The data below should be copied over with complete accuracy.

Data section below:

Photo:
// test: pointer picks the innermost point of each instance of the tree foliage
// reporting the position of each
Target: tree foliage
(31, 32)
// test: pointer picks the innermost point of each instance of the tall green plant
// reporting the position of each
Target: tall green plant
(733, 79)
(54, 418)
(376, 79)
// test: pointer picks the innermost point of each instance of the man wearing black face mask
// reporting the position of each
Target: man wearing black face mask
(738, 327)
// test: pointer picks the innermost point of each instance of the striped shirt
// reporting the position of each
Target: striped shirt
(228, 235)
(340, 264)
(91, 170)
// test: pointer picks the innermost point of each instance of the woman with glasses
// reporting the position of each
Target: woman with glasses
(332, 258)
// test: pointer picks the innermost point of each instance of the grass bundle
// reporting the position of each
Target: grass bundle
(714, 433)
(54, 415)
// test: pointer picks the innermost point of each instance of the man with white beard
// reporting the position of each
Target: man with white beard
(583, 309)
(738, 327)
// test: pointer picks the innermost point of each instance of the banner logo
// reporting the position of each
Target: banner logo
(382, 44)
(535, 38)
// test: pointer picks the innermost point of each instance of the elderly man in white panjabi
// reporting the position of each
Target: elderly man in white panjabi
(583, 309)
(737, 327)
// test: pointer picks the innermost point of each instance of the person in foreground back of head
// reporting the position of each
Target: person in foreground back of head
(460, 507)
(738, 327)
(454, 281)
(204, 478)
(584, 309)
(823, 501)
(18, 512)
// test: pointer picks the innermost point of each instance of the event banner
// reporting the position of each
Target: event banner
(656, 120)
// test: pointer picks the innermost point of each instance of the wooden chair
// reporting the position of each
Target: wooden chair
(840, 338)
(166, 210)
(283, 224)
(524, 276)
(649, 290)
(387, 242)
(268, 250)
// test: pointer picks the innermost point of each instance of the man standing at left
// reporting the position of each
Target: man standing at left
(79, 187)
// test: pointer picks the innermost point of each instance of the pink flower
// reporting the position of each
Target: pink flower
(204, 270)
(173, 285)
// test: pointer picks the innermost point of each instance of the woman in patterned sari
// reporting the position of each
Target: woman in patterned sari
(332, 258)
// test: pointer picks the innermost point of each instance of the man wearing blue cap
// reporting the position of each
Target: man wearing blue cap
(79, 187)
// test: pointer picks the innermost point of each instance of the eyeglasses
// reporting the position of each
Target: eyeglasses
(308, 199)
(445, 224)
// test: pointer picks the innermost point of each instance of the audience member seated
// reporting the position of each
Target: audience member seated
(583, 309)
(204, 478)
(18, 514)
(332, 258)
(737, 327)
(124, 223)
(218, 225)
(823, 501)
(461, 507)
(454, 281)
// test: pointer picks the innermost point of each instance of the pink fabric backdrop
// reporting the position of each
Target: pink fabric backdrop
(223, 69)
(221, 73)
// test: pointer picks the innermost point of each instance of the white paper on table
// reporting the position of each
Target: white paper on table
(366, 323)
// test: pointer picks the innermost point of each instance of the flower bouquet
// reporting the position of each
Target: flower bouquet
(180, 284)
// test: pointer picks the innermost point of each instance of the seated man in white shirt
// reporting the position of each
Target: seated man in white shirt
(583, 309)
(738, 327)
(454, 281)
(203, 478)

End of Data section.

§ **Solved exercise**
Photo:
// test: pointer picks the innermost point of each instance of the tree foliage
// reporting the position of each
Target: tree foliage
(31, 32)
// test: pointer picks the innermost point of each instance of the tall green plant
// reporting the position of each
Target: tall green plant
(733, 79)
(54, 418)
(376, 79)
// test: pointer picks the innermost point of each instance of the man wearing black face mask
// reporting the position of each
Target: man wearing black face mask
(738, 327)
// test: pointer picks the innermost point of each instance of the striped shirt
// reporting the position of each
Target: striped shirt
(228, 235)
(340, 264)
(91, 170)
// test: pointer picks the innermost point of each instance of the woman with glasses
// reporting the position of each
Target: woman with glasses
(332, 258)
// test: pointer picks the innermost point of each instance of the grass bundle
// reporting the position of each
Target: grass bundle
(714, 433)
(54, 415)
// test: pointer picks the innermost point of each instance of the man with white beard
// reporting the position of each
Target: man with white beard
(583, 309)
(738, 327)
// test: pointer picks the innermost point of each instance of the banner logo
// reporting the position of each
Target: banner logo
(382, 44)
(535, 38)
// test: pointer picks the innermost point of each instance of the elderly man in white panjabi
// reporting the position of each
Target: elderly man in white panjabi
(583, 309)
(737, 327)
// test: pointer picks the innermost point of each instance of the person in foreground back of head
// reporting the position of each
Target: person in foreground back of head
(460, 507)
(738, 327)
(454, 281)
(204, 478)
(584, 309)
(823, 501)
(18, 512)
// test: pointer picks the innermost point of each instance of the event banner
// reporting the position of each
Target: event banner
(656, 120)
// test: pointer picks the innermost point of each instance of the wooden chair
// reporting the position of each
Target: wooden chair
(840, 338)
(166, 210)
(283, 224)
(524, 276)
(649, 290)
(387, 242)
(268, 250)
// test: pointer picks the innermost point of each instance of the man standing at left
// reporting the position of each
Target: man standing at left
(79, 187)
// test: pointer picks the innermost point of each instance of the pink flower
// reporting the position of each
Target: pink flower
(204, 270)
(173, 285)
// test: pointer picks the innermost point of each instance of the woman in patterned sari
// reporting the position of each
Target: woman in patterned sari
(332, 258)
// test: pointer picks the innermost point of each instance of the man wearing blue cap
// reporting the position of each
Target: man wearing blue cap
(79, 187)
// test: pointer picks the innermost point of each instance of the eyeglasses
// reporting the position of each
Target: eyeglasses
(308, 199)
(445, 224)
// test: pointer picks the innermost point of each instance of the audience member seated
// reporting the position of each
Target: audience member seated
(583, 309)
(204, 478)
(18, 514)
(332, 258)
(737, 327)
(124, 223)
(218, 225)
(823, 501)
(461, 507)
(454, 281)
// test: pointer picks the innermost point of each instance of the pink fabric backdrop
// reporting the position of each
Target: pink fabric backdrop
(223, 69)
(221, 73)
// test: pointer picks the innermost point of each instance of the white paper on table
// reporting the position of each
Target: white paper on table
(366, 323)
// test: pointer picks the innermost point of each instance of the flower bouquet
// reporting the position of each
Target: flower bouquet
(180, 284)
// test: pointer picks the innermost point of each instance of the seated man in white shirt
// reporting the position of each
Target: seated man in white shirt
(583, 309)
(738, 327)
(454, 281)
(203, 478)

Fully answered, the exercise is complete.